### Stated goal
Summarize the text about Kuti national park in two sentences.
* begin Selection *
I talked about the rainy season last time. There’s still lots of fun to be had when it’s wet and muddy…
A few weeks ago we learnt about a ‘mud run’ in Malawi’s smallest national park: Kuti. The park, which we hadn’t heard of up to this point, is surprisingly close to Lilongwe. We drove there on a Saturday afternoon, with the bumpy and very dry dirt road lulling us into a false sense of lowered expectation about our Sunday morning jaunt.
|A mere 100 kilometres or so to the east, on the way to Lake Malawi.|
We arrived just in time to enjoy a lovely, moody sunset.
Kuti isn’t known for having a plethora of fauna in its boundaries. What there is, however, is seen at close quarters. Very close quarters after dark, most notably when I almost walked straight into the park’s lone ostrich.
|Zebra wandering around near our room|
The ostrich, a female called Evelyn, is a harmless and hilarious soul. She wonders freely around the park, including through the lodge dining area and A-frame sleepers. Memorably, she decided to full empty her bowels in the middle of the restaurant whilst everyone was eating brunch after the race. The splattering sounded like a very large tap had just been turned on full blast.
* end Selection *
* begin Data section *
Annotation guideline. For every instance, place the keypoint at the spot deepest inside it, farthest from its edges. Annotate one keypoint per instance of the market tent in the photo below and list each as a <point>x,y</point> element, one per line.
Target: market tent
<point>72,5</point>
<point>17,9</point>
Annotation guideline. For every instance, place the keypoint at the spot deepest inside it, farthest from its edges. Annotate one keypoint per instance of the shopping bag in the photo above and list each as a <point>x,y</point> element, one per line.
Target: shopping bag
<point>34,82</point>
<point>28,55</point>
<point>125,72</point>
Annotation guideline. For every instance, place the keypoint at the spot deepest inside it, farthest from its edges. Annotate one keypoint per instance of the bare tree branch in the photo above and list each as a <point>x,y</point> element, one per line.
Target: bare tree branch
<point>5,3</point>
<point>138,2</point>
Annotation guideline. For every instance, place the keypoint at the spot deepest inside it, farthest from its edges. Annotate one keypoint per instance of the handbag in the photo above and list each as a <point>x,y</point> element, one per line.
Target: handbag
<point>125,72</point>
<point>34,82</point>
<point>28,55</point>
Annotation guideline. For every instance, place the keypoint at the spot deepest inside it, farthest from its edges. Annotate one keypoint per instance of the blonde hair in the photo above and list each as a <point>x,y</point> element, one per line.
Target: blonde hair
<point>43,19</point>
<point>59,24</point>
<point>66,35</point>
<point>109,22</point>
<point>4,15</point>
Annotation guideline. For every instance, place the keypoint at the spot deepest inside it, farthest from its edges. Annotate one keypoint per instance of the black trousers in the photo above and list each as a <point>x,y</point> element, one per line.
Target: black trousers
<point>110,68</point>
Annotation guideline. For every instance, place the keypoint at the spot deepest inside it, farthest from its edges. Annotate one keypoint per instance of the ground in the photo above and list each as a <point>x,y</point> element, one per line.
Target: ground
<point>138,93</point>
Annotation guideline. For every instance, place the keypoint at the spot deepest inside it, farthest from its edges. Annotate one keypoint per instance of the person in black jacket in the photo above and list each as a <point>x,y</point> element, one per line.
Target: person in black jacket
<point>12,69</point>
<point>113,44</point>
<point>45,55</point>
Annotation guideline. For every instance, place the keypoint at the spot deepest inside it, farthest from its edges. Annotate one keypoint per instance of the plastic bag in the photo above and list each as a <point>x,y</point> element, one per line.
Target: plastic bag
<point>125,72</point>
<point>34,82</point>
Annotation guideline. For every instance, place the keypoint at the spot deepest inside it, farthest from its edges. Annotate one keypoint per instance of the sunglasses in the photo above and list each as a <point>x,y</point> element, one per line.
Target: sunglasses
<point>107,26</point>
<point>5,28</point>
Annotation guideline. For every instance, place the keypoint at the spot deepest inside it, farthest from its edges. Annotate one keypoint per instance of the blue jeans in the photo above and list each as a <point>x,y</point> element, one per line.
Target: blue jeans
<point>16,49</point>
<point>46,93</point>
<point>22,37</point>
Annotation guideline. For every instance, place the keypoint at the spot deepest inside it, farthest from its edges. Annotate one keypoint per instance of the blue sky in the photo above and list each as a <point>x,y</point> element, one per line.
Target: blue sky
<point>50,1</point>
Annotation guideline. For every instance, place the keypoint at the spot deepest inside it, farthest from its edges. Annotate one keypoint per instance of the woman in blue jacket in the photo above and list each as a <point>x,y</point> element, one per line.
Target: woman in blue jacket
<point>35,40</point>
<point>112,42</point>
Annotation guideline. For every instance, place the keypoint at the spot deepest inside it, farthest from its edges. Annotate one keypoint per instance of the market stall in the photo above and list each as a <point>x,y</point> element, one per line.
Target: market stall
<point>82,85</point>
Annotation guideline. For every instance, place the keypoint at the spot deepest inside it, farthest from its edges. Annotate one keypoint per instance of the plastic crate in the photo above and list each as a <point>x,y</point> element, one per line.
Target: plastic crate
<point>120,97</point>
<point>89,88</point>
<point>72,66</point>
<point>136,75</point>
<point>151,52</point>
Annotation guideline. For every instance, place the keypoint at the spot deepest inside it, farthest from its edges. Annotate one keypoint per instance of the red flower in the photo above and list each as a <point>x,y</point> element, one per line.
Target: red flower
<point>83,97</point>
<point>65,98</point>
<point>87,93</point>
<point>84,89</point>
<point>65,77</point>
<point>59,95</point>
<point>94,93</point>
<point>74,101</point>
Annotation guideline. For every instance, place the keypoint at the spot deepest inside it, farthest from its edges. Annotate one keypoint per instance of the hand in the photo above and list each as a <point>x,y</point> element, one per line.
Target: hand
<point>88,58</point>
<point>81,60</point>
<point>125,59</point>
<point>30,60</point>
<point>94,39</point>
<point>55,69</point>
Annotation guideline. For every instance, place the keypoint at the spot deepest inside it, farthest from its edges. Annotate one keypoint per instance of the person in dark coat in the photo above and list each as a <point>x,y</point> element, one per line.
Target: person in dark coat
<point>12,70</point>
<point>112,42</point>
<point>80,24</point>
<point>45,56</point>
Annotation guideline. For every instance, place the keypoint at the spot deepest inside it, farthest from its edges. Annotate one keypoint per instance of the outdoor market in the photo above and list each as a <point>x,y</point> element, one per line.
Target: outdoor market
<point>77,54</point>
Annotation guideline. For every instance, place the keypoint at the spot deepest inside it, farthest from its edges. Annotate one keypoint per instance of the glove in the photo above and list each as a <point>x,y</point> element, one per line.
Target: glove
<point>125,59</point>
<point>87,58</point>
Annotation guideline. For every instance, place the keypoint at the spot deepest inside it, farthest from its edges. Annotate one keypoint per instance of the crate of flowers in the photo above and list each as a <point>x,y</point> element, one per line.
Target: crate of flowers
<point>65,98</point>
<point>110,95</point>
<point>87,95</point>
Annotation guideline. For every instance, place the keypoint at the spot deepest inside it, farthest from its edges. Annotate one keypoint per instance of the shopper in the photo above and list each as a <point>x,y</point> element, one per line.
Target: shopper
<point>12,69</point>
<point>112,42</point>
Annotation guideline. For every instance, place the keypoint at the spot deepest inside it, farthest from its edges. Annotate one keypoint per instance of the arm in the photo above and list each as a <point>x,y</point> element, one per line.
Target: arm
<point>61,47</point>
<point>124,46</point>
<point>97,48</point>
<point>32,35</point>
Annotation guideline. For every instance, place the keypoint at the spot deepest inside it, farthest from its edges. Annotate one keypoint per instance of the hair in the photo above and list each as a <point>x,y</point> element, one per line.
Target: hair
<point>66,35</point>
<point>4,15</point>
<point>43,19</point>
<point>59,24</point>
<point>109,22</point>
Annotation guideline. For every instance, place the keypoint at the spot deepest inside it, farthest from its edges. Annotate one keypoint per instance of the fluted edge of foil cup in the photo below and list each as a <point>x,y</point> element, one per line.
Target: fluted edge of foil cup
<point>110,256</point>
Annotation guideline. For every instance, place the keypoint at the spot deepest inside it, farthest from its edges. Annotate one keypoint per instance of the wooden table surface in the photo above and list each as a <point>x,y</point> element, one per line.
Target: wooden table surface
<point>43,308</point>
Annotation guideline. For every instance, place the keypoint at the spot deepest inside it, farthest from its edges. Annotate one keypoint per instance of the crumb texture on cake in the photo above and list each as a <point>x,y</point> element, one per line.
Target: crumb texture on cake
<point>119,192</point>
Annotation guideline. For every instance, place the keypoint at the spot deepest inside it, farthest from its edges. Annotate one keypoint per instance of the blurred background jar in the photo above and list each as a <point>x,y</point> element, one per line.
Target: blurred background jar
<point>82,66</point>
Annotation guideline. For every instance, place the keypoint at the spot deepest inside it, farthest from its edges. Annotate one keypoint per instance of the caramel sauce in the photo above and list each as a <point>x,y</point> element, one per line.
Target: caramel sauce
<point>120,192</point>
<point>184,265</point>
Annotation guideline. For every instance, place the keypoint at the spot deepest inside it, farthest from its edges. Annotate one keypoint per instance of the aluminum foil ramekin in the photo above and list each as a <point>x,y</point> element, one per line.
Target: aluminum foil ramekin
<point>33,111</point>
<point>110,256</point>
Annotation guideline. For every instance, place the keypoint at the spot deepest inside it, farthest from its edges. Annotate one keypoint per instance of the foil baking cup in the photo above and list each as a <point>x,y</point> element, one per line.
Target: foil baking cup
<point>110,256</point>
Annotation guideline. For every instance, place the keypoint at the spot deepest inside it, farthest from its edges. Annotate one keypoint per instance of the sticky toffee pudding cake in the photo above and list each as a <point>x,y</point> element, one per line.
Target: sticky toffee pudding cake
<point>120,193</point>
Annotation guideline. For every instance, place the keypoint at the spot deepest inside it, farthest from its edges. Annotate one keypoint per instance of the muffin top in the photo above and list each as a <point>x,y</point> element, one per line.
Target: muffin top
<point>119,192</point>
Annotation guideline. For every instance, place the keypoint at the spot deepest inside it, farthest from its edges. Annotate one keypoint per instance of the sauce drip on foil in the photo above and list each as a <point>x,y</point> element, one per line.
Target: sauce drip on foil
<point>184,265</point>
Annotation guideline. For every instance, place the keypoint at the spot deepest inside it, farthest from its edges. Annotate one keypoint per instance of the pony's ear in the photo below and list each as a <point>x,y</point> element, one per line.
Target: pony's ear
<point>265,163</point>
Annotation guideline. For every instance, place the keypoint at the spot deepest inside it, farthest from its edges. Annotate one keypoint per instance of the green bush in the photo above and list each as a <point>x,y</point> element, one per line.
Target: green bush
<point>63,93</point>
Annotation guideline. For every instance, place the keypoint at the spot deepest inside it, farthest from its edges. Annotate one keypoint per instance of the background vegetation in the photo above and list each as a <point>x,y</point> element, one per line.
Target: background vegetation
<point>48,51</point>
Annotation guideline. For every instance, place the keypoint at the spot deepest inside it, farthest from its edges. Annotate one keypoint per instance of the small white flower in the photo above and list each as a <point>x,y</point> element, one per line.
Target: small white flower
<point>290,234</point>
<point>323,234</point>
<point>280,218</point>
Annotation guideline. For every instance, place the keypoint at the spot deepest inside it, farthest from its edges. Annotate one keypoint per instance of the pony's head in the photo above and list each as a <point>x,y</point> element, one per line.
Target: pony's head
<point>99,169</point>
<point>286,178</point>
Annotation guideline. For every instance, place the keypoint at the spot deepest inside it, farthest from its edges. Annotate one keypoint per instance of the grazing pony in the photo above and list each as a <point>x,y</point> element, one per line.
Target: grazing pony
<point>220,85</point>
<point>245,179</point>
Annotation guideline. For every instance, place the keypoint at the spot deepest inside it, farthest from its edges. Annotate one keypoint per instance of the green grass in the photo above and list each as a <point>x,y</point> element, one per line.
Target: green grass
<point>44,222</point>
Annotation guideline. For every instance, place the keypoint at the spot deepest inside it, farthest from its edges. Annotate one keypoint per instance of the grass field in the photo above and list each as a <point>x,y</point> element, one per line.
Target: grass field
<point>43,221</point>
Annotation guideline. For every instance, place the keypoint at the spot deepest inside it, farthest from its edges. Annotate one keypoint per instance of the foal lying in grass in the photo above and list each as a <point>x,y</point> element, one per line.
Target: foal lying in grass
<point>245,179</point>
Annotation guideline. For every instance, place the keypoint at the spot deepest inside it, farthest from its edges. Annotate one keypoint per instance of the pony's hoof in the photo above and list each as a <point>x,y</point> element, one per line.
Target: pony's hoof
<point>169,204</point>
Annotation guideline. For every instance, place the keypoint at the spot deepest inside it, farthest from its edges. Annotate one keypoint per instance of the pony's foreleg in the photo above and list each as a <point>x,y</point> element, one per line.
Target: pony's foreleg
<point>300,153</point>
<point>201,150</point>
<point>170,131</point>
* end Data section *
### Completed exercise
The writer heard about a mud run in Kuti, Malawi's smallest national park, which is surprisingly close to Lilongwe, and drove there on a Saturday afternoon in time for a moody sunset. The park has few animals, but they are seen up close, among them its lone ostrich, a harmless female named Evelyn who wanders through the lodge and emptied her bowels in the restaurant during the brunch after the race.